Print exactly the lines from the line with "Where can you find the striped" to the last line of the data, please, both included.

* Start GIVEN DATA *

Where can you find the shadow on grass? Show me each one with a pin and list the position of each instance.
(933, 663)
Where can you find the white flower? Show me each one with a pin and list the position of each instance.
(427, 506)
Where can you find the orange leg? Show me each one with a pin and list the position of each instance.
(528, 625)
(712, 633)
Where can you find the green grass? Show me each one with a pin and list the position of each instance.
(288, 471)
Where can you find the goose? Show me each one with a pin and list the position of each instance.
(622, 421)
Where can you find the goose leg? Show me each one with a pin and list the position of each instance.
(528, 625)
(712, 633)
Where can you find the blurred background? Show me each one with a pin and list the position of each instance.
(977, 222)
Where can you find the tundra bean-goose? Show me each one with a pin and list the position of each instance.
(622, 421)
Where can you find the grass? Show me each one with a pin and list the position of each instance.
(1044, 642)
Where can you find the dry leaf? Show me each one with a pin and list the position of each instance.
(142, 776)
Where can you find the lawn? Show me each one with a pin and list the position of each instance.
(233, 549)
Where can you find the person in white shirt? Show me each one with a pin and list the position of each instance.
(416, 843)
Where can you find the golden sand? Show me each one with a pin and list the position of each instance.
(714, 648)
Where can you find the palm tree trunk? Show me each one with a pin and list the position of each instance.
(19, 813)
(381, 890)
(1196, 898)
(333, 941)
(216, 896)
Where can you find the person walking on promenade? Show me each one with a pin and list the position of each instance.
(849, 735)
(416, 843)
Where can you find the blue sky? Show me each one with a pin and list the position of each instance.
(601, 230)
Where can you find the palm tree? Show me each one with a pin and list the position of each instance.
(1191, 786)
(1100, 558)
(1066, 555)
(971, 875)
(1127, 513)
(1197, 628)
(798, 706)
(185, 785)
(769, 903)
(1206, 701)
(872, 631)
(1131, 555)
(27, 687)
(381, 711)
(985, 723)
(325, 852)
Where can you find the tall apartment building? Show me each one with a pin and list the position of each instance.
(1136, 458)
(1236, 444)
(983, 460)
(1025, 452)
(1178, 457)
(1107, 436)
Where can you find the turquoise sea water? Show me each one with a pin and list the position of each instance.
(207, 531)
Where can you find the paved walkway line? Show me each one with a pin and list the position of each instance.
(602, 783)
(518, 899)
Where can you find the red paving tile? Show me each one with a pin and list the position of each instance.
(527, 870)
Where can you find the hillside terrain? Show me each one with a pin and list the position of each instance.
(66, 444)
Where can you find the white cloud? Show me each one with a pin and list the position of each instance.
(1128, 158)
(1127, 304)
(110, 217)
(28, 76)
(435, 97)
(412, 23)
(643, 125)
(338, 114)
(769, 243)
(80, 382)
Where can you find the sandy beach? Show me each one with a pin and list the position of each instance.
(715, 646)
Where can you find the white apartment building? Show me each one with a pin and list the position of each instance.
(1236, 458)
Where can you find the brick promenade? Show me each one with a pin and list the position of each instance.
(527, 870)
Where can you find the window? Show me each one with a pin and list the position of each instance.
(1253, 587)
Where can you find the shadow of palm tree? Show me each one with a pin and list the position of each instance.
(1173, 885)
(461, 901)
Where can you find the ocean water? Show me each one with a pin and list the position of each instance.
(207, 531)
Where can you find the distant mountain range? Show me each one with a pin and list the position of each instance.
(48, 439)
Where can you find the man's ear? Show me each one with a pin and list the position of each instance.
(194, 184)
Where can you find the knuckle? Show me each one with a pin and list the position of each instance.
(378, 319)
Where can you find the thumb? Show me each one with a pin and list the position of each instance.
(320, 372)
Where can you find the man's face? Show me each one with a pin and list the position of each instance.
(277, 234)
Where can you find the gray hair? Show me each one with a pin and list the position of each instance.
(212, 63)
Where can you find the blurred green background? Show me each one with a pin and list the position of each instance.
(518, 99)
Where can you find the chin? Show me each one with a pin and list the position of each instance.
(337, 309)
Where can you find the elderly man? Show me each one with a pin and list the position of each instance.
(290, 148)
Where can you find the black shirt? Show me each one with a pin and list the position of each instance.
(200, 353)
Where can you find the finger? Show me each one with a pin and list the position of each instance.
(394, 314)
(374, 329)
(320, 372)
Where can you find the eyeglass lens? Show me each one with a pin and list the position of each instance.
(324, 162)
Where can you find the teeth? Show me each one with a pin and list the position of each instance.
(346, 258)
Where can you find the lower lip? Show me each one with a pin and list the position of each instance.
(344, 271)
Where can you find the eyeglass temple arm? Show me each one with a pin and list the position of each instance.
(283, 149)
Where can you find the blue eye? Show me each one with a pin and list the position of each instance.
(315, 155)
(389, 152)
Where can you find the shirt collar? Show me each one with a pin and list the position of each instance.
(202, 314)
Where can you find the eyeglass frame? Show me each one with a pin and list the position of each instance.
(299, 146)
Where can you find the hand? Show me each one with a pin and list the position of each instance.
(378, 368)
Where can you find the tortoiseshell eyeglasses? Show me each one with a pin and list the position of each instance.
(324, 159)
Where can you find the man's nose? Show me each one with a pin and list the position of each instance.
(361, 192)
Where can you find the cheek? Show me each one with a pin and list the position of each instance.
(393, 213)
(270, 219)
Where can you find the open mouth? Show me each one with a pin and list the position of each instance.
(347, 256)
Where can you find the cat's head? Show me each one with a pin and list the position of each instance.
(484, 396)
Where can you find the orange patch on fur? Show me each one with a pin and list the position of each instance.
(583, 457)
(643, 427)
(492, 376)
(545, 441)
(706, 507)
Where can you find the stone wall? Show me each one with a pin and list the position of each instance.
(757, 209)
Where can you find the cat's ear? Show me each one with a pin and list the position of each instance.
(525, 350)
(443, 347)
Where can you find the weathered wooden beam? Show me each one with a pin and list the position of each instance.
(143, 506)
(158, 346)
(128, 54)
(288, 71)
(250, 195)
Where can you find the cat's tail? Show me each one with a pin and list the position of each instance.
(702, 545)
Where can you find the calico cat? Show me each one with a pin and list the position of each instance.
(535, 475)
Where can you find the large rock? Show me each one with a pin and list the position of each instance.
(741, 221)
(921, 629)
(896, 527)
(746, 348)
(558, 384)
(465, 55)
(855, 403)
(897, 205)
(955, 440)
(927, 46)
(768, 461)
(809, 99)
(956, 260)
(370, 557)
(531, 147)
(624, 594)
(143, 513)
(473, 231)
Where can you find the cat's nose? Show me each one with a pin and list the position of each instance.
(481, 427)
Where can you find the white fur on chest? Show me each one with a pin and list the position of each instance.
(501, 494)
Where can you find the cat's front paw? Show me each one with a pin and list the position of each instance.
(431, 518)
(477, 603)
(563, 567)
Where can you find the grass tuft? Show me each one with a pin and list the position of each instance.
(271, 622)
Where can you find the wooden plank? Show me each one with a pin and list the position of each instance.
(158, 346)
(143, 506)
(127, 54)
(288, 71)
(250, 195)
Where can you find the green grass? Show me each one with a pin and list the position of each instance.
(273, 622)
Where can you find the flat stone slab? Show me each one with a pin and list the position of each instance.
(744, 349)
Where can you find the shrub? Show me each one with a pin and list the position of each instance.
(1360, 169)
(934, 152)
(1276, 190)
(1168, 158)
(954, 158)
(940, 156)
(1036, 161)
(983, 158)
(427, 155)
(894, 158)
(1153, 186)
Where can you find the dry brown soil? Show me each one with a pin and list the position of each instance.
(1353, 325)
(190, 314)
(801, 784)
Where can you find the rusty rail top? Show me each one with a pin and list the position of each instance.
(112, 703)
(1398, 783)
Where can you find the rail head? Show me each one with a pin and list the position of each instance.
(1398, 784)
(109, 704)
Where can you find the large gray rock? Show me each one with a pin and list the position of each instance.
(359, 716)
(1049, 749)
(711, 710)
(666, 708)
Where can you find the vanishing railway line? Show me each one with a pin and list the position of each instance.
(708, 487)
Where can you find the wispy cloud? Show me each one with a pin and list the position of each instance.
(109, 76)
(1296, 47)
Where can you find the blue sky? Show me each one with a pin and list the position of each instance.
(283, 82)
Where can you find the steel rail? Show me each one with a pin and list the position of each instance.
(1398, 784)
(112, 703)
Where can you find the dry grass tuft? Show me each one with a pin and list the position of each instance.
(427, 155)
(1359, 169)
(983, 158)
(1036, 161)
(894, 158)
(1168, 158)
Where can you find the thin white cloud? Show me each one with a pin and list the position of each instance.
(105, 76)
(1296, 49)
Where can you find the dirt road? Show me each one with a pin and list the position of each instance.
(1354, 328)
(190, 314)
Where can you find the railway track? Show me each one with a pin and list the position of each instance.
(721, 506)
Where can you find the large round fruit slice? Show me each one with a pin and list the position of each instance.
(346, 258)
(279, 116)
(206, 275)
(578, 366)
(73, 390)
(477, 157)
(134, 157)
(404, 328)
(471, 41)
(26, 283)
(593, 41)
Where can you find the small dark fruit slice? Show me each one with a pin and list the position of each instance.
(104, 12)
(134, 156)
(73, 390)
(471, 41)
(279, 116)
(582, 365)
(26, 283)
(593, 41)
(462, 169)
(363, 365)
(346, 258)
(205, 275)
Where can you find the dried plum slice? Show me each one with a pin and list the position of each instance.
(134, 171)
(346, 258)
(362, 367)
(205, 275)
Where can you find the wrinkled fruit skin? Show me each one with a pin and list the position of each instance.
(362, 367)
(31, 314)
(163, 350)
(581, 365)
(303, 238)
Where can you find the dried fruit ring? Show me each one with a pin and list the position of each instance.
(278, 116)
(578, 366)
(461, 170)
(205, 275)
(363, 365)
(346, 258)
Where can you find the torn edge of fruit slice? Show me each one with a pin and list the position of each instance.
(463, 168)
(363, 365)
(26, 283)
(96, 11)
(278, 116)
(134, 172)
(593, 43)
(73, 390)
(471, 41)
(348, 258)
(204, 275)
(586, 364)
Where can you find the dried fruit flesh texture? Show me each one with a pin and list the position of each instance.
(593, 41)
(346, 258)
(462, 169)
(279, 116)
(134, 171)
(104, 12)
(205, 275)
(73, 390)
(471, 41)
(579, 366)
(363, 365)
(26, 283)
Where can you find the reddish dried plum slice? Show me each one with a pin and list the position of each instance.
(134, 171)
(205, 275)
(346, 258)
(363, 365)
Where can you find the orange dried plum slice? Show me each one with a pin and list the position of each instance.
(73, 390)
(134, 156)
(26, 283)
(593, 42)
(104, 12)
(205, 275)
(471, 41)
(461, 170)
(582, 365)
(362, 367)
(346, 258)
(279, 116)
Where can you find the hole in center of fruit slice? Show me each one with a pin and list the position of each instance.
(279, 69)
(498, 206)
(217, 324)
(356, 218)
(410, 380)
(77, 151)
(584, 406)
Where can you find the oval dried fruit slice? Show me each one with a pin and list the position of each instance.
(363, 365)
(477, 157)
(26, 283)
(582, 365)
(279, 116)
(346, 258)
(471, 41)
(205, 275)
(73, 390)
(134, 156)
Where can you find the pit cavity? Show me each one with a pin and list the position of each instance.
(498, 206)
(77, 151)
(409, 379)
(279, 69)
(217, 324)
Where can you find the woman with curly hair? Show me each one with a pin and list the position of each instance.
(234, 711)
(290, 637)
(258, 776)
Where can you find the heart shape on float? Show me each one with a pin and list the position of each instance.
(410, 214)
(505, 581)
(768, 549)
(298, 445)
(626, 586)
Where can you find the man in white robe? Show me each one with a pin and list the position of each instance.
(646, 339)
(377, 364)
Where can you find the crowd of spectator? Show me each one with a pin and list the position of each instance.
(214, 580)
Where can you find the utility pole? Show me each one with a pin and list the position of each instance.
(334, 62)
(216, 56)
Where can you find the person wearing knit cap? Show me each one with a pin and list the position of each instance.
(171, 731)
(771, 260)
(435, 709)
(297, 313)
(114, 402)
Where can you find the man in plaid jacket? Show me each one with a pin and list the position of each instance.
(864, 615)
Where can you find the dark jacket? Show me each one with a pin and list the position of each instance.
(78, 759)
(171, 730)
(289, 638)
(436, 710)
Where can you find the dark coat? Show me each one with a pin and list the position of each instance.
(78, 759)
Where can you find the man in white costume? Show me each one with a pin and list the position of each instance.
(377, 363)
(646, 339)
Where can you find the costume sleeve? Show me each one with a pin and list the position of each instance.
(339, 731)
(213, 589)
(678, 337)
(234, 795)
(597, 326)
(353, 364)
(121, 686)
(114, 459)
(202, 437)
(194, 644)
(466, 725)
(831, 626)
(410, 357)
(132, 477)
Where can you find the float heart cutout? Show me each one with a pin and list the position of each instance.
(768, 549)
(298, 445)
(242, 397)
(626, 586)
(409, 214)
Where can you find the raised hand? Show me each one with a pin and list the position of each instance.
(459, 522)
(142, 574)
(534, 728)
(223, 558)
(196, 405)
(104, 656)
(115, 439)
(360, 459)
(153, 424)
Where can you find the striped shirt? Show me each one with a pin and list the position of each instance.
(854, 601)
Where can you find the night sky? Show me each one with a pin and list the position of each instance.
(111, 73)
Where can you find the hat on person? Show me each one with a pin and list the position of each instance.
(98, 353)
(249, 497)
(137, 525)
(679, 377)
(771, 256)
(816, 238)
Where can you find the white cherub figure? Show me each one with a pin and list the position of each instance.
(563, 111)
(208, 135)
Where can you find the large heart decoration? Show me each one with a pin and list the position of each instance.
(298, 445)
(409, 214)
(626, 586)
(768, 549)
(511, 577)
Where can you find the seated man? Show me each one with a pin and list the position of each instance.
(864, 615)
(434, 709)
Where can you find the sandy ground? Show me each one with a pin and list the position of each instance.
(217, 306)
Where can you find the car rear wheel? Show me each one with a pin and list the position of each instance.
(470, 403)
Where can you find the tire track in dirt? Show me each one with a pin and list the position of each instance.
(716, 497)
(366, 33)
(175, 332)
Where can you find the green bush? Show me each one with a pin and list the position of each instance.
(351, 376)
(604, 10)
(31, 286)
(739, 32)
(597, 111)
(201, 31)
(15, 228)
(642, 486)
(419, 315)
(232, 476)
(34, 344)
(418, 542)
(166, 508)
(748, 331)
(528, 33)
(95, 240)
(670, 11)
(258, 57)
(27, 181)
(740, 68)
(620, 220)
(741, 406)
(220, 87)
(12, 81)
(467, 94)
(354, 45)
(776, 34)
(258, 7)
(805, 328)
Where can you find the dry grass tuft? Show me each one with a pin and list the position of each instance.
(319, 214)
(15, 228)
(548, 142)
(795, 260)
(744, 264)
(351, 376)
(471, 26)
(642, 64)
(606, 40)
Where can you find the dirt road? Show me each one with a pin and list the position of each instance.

* End GIVEN DATA *

_SOLUTION_:
Where can you find the striped shirt? Show me each one with a pin and list the position of each instance.
(854, 601)
Where can you find the night sky? Show me each one with a pin and list the position of each instance.
(111, 73)
Where can you find the hat on person? Show me each one with a pin and list the position of each instance.
(98, 353)
(249, 497)
(137, 525)
(679, 377)
(771, 256)
(816, 238)
Where can you find the white cherub figure? Show me each one with a pin and list the position of each instance.
(563, 111)
(208, 135)
Where can you find the large heart decoration? Show me each one with a pin and list the position of each instance.
(298, 445)
(409, 214)
(626, 586)
(768, 549)
(511, 577)
Where can you find the seated man? Show me each one with a pin and list the position of each instance.
(864, 615)
(434, 709)
Where can you find the sandy ground? Show me each one with a pin and list the position of each instance.
(217, 306)
Where can you find the car rear wheel? Show me each one with a pin and list the position of each instance.
(470, 403)
Where can you find the tire track in dirt? Show me each one with a pin and list the position of each instance.
(716, 497)
(366, 33)
(175, 332)
Where can you find the green bush? Show me each one with a pin and list the position of each instance.
(351, 376)
(604, 10)
(31, 286)
(739, 32)
(597, 111)
(201, 31)
(15, 228)
(642, 486)
(419, 315)
(232, 476)
(34, 344)
(418, 542)
(166, 508)
(748, 331)
(528, 33)
(95, 240)
(670, 11)
(258, 57)
(27, 181)
(740, 68)
(620, 220)
(741, 406)
(220, 87)
(12, 81)
(467, 94)
(354, 45)
(776, 34)
(258, 7)
(805, 328)
Where can you find the dry grass tuft? Show me each one with a pin and list the position of each instance.
(319, 214)
(15, 228)
(548, 142)
(795, 260)
(744, 264)
(351, 376)
(471, 26)
(642, 64)
(606, 40)
Where can you find the dirt road? Show me each one with a pin and list the position of each instance.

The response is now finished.